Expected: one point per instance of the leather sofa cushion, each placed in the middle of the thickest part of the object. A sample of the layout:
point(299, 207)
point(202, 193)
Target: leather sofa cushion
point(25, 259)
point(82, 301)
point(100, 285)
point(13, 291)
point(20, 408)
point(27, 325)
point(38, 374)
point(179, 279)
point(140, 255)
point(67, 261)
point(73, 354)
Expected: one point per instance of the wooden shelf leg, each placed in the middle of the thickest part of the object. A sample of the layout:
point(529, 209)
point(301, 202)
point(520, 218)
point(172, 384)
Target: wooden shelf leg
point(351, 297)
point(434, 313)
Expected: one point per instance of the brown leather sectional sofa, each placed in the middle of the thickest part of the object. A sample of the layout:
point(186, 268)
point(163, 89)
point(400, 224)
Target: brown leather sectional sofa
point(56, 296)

====

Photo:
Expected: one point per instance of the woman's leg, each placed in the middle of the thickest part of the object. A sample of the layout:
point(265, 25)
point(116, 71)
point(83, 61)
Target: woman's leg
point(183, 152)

====

**BRIEF:** Write out every line from the entries where "part" appears.

**YOUR SOLUTION:**
Expected: one point per instance of the leather sofa cushion, each placed in the middle of the thickest part of the object. A sample of the layout:
Expected: one point per instance of the wooden shelf leg, each placed in the middle of the thickest part of the object. A sample of the layout:
Expected: one point per instance of the brown leather sectional sofa, each placed in the middle of the thickest part of the object. A sample of the layout:
Expected: one point per instance of the woman's leg, each placed in the middle of the thickest part of the object. A sample of the layout:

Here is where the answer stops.